■ Supplied data ■
+ + + +

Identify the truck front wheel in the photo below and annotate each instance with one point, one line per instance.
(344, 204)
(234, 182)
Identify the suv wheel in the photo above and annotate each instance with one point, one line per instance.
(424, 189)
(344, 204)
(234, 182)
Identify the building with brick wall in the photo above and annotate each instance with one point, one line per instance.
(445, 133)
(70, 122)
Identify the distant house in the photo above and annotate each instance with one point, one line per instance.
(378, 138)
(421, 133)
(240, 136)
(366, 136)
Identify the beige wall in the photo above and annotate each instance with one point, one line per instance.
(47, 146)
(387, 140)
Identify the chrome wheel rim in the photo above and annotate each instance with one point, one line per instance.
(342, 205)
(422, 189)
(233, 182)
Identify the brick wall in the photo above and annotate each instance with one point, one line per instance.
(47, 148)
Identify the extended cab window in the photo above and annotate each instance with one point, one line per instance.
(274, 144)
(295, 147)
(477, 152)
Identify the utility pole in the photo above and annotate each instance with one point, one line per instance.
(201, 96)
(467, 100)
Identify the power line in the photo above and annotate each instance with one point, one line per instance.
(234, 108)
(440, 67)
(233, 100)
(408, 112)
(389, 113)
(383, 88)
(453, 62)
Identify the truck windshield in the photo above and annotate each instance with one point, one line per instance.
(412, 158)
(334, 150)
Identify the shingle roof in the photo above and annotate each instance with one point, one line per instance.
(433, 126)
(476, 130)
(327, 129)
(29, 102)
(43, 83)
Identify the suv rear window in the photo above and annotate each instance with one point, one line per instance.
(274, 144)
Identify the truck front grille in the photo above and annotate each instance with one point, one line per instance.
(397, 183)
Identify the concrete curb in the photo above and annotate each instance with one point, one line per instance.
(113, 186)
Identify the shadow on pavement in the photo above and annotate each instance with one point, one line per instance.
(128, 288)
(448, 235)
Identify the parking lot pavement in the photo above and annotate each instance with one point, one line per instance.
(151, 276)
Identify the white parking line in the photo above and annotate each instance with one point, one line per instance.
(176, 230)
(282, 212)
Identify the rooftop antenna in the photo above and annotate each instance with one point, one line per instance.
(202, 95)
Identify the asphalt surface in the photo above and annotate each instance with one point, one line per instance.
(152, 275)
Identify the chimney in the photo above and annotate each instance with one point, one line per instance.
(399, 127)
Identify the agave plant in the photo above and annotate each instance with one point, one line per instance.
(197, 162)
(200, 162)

+ + + +

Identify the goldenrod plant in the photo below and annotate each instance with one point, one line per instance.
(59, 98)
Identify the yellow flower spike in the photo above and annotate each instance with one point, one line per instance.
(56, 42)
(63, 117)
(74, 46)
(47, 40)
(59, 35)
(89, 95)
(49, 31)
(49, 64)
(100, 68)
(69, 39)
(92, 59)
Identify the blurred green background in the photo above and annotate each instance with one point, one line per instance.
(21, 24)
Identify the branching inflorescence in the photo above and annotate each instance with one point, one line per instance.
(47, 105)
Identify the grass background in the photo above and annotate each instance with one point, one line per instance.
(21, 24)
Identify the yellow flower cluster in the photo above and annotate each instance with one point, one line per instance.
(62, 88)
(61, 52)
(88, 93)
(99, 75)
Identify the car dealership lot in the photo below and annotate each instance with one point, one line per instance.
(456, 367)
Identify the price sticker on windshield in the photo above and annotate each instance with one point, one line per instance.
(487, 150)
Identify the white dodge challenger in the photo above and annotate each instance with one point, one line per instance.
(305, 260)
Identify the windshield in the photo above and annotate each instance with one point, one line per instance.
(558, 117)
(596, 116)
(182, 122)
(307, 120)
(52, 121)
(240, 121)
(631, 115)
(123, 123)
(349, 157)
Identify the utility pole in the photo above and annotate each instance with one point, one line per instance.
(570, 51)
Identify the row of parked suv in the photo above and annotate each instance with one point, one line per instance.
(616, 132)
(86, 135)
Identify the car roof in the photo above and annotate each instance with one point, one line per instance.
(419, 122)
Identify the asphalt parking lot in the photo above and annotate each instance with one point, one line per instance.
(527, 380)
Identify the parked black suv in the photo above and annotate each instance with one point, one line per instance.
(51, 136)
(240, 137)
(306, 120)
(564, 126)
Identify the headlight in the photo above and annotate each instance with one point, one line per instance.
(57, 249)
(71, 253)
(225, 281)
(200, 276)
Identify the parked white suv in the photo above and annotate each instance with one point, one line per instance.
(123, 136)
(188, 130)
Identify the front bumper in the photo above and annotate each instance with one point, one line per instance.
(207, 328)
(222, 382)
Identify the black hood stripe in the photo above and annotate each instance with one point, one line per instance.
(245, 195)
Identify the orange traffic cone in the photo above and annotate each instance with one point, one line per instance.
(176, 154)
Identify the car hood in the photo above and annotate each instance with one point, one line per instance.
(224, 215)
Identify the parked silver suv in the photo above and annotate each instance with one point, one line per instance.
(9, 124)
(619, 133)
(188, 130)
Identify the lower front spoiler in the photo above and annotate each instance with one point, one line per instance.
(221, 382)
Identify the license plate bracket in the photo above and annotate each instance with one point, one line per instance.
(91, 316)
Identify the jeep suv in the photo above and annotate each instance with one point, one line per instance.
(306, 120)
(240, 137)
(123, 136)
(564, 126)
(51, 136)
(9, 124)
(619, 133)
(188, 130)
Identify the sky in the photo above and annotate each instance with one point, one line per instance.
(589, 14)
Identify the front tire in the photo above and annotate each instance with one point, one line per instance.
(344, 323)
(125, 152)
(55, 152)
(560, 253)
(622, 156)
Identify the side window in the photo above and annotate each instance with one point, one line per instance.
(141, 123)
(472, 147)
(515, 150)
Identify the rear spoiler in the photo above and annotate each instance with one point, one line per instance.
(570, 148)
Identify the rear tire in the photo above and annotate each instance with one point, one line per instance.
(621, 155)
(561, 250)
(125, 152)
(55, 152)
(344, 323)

+ + + +

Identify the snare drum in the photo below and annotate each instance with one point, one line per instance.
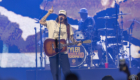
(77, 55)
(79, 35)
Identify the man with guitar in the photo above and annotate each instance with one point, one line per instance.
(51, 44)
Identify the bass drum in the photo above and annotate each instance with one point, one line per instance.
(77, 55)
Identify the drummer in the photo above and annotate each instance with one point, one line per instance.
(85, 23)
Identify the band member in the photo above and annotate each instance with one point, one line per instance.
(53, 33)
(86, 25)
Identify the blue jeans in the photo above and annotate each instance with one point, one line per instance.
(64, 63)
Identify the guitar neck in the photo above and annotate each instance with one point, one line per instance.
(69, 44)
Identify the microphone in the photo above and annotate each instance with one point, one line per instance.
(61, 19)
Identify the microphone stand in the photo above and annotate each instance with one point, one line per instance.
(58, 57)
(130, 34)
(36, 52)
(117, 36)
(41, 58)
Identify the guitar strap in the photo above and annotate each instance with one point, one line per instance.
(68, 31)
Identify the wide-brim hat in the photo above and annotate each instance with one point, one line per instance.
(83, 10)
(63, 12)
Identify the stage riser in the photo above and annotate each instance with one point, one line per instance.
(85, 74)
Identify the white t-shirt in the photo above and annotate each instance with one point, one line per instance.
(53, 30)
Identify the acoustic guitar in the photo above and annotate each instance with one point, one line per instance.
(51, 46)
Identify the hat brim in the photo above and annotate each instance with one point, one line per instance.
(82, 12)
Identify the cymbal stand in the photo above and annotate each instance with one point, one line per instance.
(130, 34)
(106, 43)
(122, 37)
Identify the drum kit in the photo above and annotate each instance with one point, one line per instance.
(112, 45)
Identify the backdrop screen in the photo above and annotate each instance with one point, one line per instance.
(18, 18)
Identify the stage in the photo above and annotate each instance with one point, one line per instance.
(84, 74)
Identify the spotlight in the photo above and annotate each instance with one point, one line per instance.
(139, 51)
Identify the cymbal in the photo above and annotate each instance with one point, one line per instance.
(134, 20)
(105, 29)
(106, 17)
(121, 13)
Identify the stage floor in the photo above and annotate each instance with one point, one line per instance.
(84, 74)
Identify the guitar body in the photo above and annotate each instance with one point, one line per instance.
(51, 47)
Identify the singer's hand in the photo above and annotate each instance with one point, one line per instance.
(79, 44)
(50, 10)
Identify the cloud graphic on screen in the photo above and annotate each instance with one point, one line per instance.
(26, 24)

+ + + +

■ Exercise goal ■
Count the lines in the rows above that contain the word "plant" and give only the number.

■ Response to this exercise ■
2